● WORK TO COMPLETE: Look below for the lines from the one with "[(260, 202), (771, 335), (441, 38), (709, 163)]" to the one with "In this exercise you will find the car tire", and copy exactly those lines, both ends included.

(RECORDS FOR THE TASK)

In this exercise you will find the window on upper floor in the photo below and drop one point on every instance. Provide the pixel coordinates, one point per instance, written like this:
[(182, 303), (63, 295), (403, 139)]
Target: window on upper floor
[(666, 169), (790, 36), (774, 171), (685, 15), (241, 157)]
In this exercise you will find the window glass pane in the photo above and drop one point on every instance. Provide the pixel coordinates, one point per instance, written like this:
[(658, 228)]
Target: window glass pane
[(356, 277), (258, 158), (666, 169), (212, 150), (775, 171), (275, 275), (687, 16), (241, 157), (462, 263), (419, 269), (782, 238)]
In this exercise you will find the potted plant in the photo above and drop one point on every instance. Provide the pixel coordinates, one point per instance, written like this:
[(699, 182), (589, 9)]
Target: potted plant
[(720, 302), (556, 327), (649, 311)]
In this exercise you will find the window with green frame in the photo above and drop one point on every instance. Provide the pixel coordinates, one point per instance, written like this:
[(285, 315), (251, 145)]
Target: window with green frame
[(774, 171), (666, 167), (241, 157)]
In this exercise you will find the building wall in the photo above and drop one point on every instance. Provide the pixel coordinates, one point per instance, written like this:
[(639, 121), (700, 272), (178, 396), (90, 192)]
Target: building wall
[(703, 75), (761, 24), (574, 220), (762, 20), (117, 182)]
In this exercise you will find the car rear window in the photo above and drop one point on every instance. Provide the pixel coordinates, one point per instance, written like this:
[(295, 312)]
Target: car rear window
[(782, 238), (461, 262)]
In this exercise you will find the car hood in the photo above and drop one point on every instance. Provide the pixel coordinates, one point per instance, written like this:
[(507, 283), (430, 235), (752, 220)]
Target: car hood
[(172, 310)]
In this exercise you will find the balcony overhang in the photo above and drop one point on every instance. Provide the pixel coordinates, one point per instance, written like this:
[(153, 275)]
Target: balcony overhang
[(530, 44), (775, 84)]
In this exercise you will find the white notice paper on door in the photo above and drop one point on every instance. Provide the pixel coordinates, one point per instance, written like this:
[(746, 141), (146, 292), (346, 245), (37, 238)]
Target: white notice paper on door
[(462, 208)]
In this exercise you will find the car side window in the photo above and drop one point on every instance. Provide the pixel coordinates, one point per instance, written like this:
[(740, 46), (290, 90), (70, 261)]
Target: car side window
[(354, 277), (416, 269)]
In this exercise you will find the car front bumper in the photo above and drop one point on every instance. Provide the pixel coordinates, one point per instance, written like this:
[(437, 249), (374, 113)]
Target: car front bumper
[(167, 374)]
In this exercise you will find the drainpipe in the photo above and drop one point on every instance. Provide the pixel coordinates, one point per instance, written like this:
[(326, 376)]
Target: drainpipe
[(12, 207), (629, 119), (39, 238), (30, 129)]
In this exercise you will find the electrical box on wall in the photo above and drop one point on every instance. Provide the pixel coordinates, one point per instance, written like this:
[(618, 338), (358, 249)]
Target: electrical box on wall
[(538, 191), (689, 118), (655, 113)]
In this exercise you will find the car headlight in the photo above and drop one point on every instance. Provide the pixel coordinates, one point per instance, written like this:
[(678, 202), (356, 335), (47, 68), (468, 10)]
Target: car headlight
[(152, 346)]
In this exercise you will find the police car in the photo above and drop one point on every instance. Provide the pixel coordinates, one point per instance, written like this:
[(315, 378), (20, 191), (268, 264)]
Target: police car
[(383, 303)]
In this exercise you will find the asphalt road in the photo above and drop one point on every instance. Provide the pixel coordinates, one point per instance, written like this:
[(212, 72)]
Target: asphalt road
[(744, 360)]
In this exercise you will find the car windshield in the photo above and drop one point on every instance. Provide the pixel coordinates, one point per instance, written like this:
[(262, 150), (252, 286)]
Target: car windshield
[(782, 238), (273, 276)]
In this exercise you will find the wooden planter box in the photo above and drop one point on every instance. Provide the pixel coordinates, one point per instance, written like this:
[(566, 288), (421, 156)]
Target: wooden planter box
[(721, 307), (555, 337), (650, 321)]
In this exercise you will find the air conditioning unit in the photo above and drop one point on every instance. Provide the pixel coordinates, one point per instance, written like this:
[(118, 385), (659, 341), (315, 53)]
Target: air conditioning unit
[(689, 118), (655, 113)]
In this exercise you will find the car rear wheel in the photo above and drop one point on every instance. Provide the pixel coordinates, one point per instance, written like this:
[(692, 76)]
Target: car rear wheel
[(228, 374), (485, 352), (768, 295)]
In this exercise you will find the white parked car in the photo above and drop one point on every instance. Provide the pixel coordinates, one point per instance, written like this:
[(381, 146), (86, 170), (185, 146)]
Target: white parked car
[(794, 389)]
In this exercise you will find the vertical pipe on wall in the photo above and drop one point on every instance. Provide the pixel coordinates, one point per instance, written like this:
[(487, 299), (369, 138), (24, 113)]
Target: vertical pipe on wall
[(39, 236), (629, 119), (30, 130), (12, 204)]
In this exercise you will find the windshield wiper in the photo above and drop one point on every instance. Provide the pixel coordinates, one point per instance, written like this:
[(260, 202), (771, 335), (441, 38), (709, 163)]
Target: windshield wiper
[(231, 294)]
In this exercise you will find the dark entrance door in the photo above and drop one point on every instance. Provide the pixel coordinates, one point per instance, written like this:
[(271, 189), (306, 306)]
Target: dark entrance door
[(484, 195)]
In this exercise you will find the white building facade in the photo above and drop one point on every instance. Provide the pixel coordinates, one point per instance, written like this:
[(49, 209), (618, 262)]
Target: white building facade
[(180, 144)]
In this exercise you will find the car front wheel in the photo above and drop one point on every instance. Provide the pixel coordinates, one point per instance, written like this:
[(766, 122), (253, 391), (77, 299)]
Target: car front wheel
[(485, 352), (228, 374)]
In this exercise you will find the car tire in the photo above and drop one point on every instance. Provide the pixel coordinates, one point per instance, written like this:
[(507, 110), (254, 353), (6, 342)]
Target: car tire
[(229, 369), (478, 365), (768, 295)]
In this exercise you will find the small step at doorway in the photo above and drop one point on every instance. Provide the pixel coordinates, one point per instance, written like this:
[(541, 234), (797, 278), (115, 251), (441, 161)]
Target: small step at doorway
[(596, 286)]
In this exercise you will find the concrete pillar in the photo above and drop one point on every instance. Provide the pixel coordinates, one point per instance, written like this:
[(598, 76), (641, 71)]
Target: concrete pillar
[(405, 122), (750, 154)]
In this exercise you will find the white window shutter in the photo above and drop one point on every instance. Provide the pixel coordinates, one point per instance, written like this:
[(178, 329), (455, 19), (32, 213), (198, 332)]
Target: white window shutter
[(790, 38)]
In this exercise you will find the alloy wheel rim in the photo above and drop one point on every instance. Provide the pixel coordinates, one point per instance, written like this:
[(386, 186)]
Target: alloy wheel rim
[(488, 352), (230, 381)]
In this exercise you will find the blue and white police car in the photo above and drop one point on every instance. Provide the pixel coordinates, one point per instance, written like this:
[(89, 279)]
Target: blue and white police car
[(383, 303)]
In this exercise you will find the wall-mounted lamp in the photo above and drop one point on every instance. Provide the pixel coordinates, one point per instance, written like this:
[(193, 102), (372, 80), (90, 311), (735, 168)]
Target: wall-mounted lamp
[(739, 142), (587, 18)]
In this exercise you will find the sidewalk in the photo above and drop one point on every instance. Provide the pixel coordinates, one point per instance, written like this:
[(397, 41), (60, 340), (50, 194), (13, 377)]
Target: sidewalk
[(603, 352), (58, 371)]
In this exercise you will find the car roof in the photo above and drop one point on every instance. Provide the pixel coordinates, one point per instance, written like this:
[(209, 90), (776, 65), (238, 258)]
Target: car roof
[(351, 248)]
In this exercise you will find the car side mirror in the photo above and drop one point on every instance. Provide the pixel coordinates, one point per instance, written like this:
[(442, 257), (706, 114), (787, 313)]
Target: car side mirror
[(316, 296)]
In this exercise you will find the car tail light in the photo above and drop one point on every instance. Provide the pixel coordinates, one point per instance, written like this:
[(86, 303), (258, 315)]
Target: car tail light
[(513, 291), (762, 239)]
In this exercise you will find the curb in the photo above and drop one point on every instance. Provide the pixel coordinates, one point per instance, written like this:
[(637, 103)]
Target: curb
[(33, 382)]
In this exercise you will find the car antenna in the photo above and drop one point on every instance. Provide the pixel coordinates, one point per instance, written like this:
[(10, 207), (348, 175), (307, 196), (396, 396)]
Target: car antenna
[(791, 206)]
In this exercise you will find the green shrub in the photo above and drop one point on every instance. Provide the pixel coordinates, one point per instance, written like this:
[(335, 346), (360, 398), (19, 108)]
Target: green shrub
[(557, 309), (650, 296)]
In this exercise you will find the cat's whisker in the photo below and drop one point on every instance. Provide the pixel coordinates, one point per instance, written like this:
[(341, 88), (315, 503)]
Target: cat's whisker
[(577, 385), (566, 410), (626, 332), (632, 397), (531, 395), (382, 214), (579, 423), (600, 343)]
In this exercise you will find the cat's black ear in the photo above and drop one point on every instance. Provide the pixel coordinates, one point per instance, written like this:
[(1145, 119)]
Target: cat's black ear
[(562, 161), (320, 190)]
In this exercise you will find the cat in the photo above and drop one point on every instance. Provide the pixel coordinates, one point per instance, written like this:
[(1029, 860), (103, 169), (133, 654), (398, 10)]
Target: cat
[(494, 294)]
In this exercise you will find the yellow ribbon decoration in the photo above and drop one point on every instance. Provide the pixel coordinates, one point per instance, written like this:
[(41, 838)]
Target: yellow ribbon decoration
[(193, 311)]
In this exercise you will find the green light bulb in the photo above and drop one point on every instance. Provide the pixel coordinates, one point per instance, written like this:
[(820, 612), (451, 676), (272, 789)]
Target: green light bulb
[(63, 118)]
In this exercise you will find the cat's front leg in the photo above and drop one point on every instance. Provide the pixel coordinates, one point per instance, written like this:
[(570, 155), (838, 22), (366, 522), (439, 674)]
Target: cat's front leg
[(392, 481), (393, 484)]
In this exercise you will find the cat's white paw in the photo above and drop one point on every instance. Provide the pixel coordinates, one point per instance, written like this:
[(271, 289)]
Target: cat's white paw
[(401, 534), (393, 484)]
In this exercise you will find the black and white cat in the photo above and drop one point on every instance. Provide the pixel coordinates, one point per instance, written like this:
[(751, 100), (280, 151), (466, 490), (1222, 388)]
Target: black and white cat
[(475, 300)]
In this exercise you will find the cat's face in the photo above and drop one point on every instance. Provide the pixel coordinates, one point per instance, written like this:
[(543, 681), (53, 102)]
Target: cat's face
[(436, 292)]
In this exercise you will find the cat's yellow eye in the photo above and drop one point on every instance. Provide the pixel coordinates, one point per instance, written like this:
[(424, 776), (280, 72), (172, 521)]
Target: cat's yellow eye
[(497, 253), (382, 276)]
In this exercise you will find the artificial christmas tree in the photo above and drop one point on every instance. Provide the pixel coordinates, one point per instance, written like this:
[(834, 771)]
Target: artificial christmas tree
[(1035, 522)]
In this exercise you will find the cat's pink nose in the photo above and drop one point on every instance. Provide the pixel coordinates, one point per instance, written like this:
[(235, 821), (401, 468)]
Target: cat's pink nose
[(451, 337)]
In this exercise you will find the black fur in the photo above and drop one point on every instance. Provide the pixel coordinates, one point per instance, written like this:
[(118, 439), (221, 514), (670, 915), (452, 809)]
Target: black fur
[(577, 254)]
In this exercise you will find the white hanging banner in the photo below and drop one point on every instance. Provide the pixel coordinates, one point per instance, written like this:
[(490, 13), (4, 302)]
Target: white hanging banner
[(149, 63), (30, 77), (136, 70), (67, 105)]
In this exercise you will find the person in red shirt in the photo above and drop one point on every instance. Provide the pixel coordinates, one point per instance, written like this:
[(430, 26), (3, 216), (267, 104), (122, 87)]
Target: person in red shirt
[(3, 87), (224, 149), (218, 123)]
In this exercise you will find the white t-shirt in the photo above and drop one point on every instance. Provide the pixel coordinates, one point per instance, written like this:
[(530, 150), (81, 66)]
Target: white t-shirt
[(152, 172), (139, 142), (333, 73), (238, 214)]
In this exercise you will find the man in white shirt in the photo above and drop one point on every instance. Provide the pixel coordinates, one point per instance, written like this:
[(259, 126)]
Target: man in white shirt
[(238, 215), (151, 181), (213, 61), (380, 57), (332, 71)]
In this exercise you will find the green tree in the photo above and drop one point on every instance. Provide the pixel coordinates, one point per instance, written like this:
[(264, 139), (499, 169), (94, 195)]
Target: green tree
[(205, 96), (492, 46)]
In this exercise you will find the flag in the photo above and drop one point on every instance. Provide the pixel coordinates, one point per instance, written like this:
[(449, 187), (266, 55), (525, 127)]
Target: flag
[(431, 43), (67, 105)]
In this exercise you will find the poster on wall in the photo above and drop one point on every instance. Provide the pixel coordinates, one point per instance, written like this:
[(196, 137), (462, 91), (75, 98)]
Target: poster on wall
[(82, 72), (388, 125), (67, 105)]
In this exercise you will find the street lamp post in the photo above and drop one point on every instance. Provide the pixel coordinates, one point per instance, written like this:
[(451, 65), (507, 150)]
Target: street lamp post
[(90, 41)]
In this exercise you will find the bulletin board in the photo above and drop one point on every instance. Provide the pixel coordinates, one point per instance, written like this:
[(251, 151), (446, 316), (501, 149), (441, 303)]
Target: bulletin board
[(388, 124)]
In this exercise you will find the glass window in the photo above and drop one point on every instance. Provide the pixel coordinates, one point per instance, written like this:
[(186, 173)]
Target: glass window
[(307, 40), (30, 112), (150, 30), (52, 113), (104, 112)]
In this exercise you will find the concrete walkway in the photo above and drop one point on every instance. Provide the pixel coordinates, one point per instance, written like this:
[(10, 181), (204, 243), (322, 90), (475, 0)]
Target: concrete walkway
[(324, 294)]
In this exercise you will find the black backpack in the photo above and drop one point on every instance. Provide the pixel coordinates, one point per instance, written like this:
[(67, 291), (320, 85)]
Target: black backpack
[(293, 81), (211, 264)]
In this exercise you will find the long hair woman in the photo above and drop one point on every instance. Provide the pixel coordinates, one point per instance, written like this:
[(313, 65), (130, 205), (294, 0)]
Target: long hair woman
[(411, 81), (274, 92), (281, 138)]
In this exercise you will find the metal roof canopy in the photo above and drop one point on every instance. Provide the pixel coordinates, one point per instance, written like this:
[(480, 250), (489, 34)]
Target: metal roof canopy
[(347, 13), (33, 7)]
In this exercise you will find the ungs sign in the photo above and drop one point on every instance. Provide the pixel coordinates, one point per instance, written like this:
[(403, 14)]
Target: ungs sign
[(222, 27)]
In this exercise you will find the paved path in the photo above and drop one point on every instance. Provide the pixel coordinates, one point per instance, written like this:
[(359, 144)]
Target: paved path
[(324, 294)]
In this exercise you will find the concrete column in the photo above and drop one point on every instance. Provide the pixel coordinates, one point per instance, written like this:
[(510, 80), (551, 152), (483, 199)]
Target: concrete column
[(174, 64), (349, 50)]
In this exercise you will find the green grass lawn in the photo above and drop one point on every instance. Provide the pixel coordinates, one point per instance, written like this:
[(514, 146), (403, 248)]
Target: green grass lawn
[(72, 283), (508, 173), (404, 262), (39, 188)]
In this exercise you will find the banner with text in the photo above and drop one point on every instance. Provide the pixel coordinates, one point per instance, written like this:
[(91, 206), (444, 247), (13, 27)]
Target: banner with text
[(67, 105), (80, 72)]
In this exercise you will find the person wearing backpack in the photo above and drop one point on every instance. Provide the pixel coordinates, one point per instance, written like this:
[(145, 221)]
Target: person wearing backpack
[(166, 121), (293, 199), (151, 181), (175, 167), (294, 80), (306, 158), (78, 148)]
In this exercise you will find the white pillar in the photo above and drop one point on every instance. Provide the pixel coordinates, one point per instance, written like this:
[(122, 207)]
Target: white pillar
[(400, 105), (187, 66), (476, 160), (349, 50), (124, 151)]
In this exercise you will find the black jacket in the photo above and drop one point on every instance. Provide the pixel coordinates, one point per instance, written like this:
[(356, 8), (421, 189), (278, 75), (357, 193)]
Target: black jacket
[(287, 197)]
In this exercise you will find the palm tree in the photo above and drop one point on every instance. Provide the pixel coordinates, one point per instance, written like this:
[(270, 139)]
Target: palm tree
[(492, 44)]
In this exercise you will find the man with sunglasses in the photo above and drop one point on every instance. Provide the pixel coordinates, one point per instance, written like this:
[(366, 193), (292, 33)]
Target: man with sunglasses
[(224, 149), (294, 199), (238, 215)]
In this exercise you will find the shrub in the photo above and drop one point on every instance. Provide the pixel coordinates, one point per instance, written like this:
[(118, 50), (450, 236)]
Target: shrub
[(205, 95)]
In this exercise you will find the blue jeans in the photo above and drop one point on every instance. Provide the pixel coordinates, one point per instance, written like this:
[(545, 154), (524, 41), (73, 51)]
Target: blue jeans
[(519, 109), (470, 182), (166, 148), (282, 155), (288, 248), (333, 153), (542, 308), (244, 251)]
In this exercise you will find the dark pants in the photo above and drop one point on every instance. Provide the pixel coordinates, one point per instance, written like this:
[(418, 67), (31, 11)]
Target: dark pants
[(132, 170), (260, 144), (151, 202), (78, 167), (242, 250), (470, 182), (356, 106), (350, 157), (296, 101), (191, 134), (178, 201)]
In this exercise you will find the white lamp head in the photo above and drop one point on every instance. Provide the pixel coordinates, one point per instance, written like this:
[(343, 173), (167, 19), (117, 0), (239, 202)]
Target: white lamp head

(End RECORDS FOR THE TASK)

● SOLVED EXERCISE:
[(260, 202), (771, 335), (441, 38), (709, 163)]
Target: windshield wiper
[(231, 294)]
In this exercise you will find the dark entrance door in the photo above and drop one point on every instance. Provide the pixel coordinates, one point per instance, written like this:
[(271, 189), (306, 306)]
Target: dark entrance door
[(484, 195)]
In this exercise you will find the white building facade in the photo above and drop one point on every instance. Provide the pixel coordinates, one point per instance, written like this:
[(49, 209), (618, 262)]
Target: white building facade
[(180, 144)]
In this exercise you will find the car front wheel in the photo above and drop one point on every instance. Provide the pixel coordinates, one point per instance, written like this:
[(766, 122), (253, 391), (77, 299)]
Target: car front wheel
[(485, 352), (228, 374)]
In this exercise you will find the car tire in the photo above and drop one point on every instance. Provide the pixel coordinates, one point per instance, written like this:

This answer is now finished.